[What you should do] Copy out all the entries exactly.
◇ ◇ ◇ ◇
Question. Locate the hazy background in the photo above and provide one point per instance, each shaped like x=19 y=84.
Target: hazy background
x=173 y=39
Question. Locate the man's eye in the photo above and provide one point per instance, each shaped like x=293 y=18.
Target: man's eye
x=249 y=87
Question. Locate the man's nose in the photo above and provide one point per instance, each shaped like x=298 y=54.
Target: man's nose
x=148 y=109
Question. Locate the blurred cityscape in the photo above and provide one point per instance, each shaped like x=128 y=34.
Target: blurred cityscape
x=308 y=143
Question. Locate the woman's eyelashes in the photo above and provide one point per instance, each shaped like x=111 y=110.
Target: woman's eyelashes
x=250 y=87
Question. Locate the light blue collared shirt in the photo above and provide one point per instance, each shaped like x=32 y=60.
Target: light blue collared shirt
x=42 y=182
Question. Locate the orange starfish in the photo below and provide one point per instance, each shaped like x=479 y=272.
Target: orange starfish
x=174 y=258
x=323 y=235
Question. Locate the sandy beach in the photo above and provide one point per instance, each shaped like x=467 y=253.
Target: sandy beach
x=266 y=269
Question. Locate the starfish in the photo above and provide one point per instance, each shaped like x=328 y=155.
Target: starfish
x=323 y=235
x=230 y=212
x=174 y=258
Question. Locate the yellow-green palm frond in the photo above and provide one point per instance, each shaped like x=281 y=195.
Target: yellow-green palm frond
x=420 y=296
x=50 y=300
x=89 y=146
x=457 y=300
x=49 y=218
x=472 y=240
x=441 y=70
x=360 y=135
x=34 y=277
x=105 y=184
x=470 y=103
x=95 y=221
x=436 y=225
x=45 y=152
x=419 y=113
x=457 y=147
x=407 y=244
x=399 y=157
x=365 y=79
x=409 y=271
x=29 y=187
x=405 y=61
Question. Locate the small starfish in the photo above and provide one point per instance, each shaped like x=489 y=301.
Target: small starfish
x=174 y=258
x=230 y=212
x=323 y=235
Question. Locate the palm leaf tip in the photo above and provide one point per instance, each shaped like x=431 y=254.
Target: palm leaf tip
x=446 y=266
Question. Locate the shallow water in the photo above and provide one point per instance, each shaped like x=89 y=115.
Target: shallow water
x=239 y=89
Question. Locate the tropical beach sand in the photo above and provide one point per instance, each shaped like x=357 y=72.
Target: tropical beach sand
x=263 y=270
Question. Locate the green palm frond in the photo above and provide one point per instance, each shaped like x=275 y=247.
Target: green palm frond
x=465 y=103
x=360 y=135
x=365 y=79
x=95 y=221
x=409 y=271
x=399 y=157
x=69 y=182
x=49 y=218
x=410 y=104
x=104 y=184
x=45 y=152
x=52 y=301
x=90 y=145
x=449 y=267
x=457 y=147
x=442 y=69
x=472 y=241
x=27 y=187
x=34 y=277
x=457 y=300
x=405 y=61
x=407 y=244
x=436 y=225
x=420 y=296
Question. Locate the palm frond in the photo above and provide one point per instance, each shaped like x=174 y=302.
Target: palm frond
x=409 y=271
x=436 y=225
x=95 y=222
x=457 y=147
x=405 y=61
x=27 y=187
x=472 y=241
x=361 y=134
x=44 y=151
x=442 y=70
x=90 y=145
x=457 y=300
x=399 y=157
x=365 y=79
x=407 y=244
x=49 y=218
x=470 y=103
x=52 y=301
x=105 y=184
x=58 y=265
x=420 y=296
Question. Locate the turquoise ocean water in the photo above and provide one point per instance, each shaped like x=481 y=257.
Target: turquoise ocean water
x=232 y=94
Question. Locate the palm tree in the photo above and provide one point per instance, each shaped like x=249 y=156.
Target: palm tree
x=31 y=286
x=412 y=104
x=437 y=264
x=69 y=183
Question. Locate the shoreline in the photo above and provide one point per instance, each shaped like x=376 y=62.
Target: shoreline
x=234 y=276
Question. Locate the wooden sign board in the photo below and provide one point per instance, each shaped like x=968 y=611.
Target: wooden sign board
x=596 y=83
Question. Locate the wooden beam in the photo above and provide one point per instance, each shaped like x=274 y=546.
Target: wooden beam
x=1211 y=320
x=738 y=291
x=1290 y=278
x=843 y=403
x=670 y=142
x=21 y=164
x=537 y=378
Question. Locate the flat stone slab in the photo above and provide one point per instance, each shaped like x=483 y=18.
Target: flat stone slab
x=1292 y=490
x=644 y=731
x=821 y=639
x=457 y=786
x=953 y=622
◇ ◇ ◇ ◇
[Solved exercise]
Question. Locate the hazy background in the photo above and provide one point per instance, each shaped like x=19 y=84.
Target: hazy background
x=173 y=39
Question. Locate the man's eye in the photo above and provide one point per instance, each shaped like x=293 y=18.
Target: man's eye
x=249 y=87
Question. Locate the man's nose in the photo above and provide one point per instance, each shaped like x=298 y=54.
Target: man's nose
x=148 y=109
Question. Locate the blurred cityscape in the photo above and provide one point per instance, each shaped like x=128 y=34.
Target: blurred cityscape
x=308 y=143
Question. Locate the woman's eyelashes in the photo above and provide one point per instance, each shaped like x=111 y=110.
Target: woman's eyelashes
x=250 y=87
Question. Locate the light blue collared shirt in the photo above and provide one point per instance, each shaped like x=32 y=60.
Target: light blue collared shirt
x=42 y=182
Question. Locate the orange starfish in the photo below and provide one point per instance, each shaped like x=479 y=272.
Target: orange starfish
x=174 y=258
x=323 y=235
Question. Locate the sandy beach in the photo above and provide one point per instance, each shaped like x=467 y=253.
Target: sandy beach
x=266 y=269
Question. Locate the starfish in the photo above and provide one point per instance, each shaped like x=328 y=155.
Target: starfish
x=323 y=235
x=230 y=212
x=174 y=258
Question. Locate the yellow-green palm frond in the photo above and provide one point per instance, each shaped like x=281 y=195.
Target: yellow-green palm frond
x=420 y=296
x=50 y=300
x=89 y=146
x=457 y=300
x=49 y=218
x=472 y=240
x=441 y=70
x=360 y=135
x=34 y=277
x=105 y=184
x=470 y=103
x=95 y=221
x=436 y=225
x=45 y=152
x=419 y=113
x=457 y=147
x=407 y=244
x=399 y=157
x=365 y=79
x=409 y=271
x=29 y=187
x=405 y=61
Question. Locate the small starfish in the photo above and provide one point per instance, each shaped like x=489 y=301.
Target: small starfish
x=174 y=258
x=230 y=212
x=323 y=235
Question. Locate the palm leaf tip in the photo above and provide one point per instance, each shaped like x=431 y=254.
Target: palm leaf tip
x=446 y=266
Question. Locate the shallow water in the photo above and provide one point per instance, each shaped like x=89 y=115.
Target: shallow water
x=239 y=89
Question. Locate the tropical beach sand in the photo above and provide one point per instance, each shaped like x=357 y=72.
Target: tropical beach sand
x=263 y=270
Question. Locate the green palm frond in the photo above and provide one point per instance, each shaped like x=275 y=247.
Target: green palm frond
x=465 y=103
x=360 y=135
x=365 y=79
x=95 y=221
x=409 y=271
x=399 y=157
x=69 y=182
x=49 y=218
x=410 y=104
x=104 y=184
x=45 y=152
x=52 y=301
x=90 y=145
x=449 y=267
x=457 y=147
x=442 y=69
x=472 y=241
x=27 y=187
x=34 y=277
x=457 y=300
x=405 y=61
x=407 y=244
x=436 y=225
x=420 y=296
Question. Locate the palm frond in the photo above and provide one point per instance, each shaped like x=174 y=302.
Target: palm frond
x=409 y=271
x=436 y=225
x=95 y=222
x=457 y=147
x=405 y=61
x=27 y=187
x=472 y=241
x=361 y=134
x=44 y=151
x=442 y=70
x=90 y=145
x=457 y=300
x=399 y=157
x=365 y=79
x=407 y=244
x=49 y=218
x=470 y=103
x=52 y=301
x=105 y=184
x=58 y=265
x=420 y=296
Question. Locate the turquoise ocean water in the photo above and provide one point per instance, each shaped like x=481 y=257.
Target: turquoise ocean water
x=232 y=94
Question. Locate the palm tree in the photo above and provide one point per instance, each shaped like x=249 y=156.
Target: palm tree
x=31 y=286
x=412 y=104
x=437 y=264
x=69 y=183
Question. Locate the shoreline in the photo above and provide one point per instance, each shaped like x=376 y=62.
Target: shoreline
x=234 y=276
Question. Locate the wooden sign board in the photo below and provide one point per instance, each shaped like x=968 y=611.
Target: wooden sign board
x=596 y=83
Question. Locate the wooden beam in the photo above and provide one point per instance, each shaped like x=274 y=546.
Target: wooden beam
x=1211 y=320
x=738 y=291
x=1290 y=278
x=843 y=403
x=670 y=142
x=21 y=164
x=537 y=378
Question. Locate the flat stone slab in the photo above and provide one point per instance, each shaped like x=483 y=18.
Target: flat stone slab
x=1292 y=490
x=644 y=731
x=821 y=639
x=457 y=786
x=953 y=622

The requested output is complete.